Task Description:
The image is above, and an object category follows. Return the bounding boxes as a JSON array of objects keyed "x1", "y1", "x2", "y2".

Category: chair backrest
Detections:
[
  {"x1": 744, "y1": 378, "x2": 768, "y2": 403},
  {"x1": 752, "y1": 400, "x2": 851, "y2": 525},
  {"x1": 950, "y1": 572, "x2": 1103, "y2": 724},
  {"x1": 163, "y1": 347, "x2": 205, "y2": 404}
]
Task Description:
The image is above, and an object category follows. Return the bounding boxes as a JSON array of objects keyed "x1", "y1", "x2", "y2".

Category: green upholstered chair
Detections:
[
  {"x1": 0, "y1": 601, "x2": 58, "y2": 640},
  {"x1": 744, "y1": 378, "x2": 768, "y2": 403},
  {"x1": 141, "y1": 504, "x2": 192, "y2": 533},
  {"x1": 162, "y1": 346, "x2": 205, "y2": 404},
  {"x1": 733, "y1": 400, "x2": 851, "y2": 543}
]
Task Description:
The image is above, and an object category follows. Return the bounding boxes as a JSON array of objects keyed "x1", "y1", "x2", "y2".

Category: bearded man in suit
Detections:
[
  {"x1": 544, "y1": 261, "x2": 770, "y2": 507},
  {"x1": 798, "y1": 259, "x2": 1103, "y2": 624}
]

::::::::::

• [WHAT THE TASK ASKS]:
Word for word, set down all of the records above.

• [REPLY]:
Task Description:
The image is above, and an object category follows. Return the bounding boxes as a JSON array of objects keyed "x1", "y1", "x2", "y2".

Category: chair backrest
Detections:
[
  {"x1": 744, "y1": 378, "x2": 768, "y2": 403},
  {"x1": 752, "y1": 400, "x2": 851, "y2": 525},
  {"x1": 950, "y1": 572, "x2": 1103, "y2": 724},
  {"x1": 163, "y1": 347, "x2": 205, "y2": 404}
]
Task Description:
The image is above, and an object category follows. Return the bounding boxes as a JSON array of objects keyed "x1", "y1", "x2", "y2".

Category: green upholstered chair
Detections:
[
  {"x1": 0, "y1": 601, "x2": 58, "y2": 640},
  {"x1": 744, "y1": 378, "x2": 768, "y2": 403},
  {"x1": 141, "y1": 504, "x2": 192, "y2": 533},
  {"x1": 162, "y1": 346, "x2": 205, "y2": 404},
  {"x1": 733, "y1": 400, "x2": 851, "y2": 543}
]
Task Description:
The image is above, and an object category follows. Return the bounding boxes as a JSON array of objects keyed "x1", "y1", "x2", "y2".

Category: bearded man in suit
Detections:
[
  {"x1": 544, "y1": 261, "x2": 770, "y2": 507},
  {"x1": 798, "y1": 259, "x2": 1103, "y2": 624}
]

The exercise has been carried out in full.